(Problem details): Pick out every line of the records below that contains the word "stone", and copy each such line in full.

(Image entries on named regions)
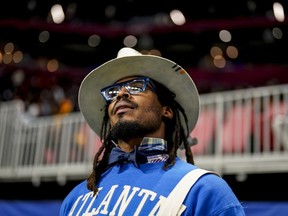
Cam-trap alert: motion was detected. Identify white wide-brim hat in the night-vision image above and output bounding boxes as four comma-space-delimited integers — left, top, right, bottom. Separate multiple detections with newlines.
78, 47, 199, 135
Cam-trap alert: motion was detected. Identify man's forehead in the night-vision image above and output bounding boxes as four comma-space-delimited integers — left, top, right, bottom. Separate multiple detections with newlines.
115, 76, 143, 83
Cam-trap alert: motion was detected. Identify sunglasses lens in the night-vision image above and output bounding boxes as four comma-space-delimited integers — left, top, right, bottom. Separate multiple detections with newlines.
126, 80, 146, 94
101, 78, 149, 102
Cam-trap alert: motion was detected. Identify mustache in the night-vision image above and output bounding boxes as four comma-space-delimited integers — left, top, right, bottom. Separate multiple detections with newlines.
112, 98, 138, 113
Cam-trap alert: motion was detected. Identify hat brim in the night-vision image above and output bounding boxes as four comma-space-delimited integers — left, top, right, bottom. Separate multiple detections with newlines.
78, 55, 199, 135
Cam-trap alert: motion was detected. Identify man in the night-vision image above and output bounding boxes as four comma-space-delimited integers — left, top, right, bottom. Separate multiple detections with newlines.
60, 48, 245, 216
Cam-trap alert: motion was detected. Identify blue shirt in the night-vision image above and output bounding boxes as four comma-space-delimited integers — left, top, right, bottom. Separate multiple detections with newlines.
60, 138, 245, 216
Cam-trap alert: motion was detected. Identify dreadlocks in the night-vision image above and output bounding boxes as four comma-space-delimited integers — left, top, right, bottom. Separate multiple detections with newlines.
87, 79, 194, 195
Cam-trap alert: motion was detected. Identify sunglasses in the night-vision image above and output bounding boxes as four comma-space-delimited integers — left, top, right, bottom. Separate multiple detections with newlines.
101, 77, 156, 103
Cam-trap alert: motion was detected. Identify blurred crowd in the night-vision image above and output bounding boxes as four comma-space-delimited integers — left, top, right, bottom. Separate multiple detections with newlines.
0, 69, 79, 117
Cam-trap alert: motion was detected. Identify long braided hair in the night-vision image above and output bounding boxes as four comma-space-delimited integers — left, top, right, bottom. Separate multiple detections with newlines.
87, 79, 194, 195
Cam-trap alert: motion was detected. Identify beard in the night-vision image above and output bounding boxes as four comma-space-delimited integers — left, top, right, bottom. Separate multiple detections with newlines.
110, 116, 161, 141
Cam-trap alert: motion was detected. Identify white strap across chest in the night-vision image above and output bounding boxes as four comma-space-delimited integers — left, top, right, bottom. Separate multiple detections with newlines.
157, 168, 215, 216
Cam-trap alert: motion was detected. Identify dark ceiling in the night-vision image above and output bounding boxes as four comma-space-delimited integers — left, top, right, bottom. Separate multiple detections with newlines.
0, 0, 288, 93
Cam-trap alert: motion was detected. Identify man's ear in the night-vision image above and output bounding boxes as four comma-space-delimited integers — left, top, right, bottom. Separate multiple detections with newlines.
163, 106, 174, 119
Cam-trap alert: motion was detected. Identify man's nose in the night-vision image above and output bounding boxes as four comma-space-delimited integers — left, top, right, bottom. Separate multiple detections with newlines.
116, 86, 130, 100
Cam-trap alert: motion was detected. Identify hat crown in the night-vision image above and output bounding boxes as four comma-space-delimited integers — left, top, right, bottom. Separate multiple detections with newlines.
117, 47, 142, 58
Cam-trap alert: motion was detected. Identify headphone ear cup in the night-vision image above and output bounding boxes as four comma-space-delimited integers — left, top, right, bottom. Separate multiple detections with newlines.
163, 106, 173, 119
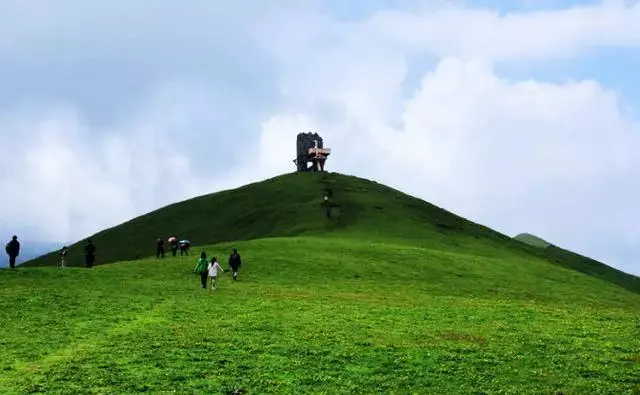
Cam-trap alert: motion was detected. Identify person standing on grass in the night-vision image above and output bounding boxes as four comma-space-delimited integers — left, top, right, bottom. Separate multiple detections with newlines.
169, 237, 178, 256
229, 248, 242, 281
156, 237, 164, 258
58, 246, 68, 267
4, 235, 20, 269
207, 257, 224, 289
193, 251, 209, 289
84, 239, 96, 268
180, 240, 191, 256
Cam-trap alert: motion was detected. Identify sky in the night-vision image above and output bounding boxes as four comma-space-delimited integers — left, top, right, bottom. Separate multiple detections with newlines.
0, 0, 640, 275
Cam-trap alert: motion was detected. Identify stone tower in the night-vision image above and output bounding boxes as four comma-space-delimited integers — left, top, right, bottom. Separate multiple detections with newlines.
293, 132, 331, 172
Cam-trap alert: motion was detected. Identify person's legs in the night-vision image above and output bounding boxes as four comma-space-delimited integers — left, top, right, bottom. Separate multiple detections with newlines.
231, 266, 238, 280
200, 272, 207, 289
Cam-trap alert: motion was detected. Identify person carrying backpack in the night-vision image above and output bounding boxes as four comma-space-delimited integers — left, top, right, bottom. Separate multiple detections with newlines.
84, 239, 96, 268
207, 257, 224, 290
58, 246, 69, 267
193, 251, 209, 289
4, 235, 20, 269
229, 248, 242, 281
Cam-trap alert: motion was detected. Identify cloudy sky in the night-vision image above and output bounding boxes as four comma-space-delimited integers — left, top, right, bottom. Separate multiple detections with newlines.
0, 0, 640, 274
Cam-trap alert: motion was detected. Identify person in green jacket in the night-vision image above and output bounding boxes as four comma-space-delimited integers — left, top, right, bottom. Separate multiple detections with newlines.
193, 251, 209, 289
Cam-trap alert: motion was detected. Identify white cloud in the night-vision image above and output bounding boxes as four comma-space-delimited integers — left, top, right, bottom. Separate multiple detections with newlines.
367, 1, 640, 61
0, 1, 640, 273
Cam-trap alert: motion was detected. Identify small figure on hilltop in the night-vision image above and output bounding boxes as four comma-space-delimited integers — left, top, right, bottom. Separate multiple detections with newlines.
180, 240, 191, 256
229, 248, 242, 280
193, 251, 209, 289
58, 246, 69, 267
4, 235, 20, 269
84, 239, 96, 268
169, 236, 178, 256
207, 257, 224, 290
156, 237, 164, 258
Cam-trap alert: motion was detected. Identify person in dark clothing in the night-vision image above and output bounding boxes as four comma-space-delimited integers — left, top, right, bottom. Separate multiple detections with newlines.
180, 240, 191, 255
156, 238, 164, 258
229, 248, 242, 280
170, 238, 178, 256
4, 235, 20, 269
84, 239, 96, 268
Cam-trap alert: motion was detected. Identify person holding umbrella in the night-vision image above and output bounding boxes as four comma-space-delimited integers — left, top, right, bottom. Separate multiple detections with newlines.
168, 236, 178, 256
180, 240, 191, 256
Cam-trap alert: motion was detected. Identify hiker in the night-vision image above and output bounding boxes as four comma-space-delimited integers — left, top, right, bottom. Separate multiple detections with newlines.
180, 240, 191, 256
84, 239, 96, 268
58, 246, 68, 267
156, 237, 164, 258
207, 257, 224, 290
229, 248, 242, 281
169, 237, 178, 256
193, 251, 209, 289
4, 235, 20, 269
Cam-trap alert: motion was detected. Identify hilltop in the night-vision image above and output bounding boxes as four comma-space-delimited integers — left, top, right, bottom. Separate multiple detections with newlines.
25, 173, 640, 293
5, 173, 640, 394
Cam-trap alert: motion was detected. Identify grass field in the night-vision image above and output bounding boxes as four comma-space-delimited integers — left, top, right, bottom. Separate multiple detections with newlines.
5, 174, 640, 394
0, 237, 640, 394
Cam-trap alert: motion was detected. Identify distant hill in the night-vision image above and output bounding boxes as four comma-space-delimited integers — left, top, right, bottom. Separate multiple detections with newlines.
25, 173, 640, 293
514, 233, 551, 248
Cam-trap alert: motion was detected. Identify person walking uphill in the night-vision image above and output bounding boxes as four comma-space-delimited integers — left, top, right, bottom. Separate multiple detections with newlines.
169, 237, 178, 256
229, 248, 242, 281
84, 239, 96, 268
4, 235, 20, 269
193, 251, 209, 289
156, 237, 164, 258
207, 257, 224, 290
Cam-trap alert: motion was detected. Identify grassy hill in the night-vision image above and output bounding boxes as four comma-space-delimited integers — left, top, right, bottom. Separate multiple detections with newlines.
0, 236, 640, 394
5, 174, 640, 394
514, 233, 551, 248
25, 173, 640, 293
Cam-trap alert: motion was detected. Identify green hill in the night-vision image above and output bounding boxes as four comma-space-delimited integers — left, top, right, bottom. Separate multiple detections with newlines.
514, 233, 551, 248
25, 173, 640, 292
5, 174, 640, 394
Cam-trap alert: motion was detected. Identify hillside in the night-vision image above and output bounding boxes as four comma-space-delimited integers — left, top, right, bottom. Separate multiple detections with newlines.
0, 236, 640, 394
25, 173, 640, 292
5, 174, 640, 394
514, 233, 551, 248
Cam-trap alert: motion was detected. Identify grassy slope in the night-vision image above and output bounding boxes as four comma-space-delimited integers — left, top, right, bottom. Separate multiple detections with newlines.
26, 173, 640, 293
0, 236, 640, 394
514, 233, 551, 248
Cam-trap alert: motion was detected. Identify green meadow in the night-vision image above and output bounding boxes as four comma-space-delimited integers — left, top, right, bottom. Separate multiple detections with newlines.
5, 173, 640, 394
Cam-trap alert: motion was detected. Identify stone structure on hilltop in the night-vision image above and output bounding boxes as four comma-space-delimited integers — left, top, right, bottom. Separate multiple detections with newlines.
293, 132, 331, 172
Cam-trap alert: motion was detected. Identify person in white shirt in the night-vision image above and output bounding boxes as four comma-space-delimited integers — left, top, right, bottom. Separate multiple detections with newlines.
207, 257, 224, 289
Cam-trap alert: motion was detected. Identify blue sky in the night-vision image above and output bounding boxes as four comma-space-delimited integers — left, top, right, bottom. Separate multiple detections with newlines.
0, 0, 640, 274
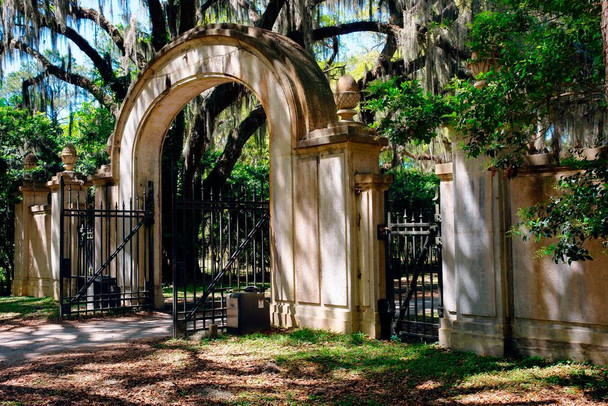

(Solution to the exercise):
Cam-trap alert: motion was detected. Identify stone tower in the night-vision image above and output bounding boxes as four comma-space-delimited integers — left, top, right, bottom. Separate multiple detections with newlines.
Cam-trap alert: motion was detected. Identify stone structure on hilltop in the night-vision image above and output bounding boxes as four comma-space-delimited integers — left, top, right, bottom. Separate multiple detections with newlines.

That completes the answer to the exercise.